## Begin
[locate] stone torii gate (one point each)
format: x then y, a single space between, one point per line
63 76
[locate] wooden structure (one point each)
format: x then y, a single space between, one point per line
## End
### DIRECTION
Put the data above into a numbered list with one entry per line, omitting blank lines.

### OUTPUT BELOW
1. [locate] stone torii gate (one point each)
2. format: x then y, a single space between, one point per line
3. 63 76
4. [locate] wooden structure (one point each)
5. format: x then y, a single space between, one point per line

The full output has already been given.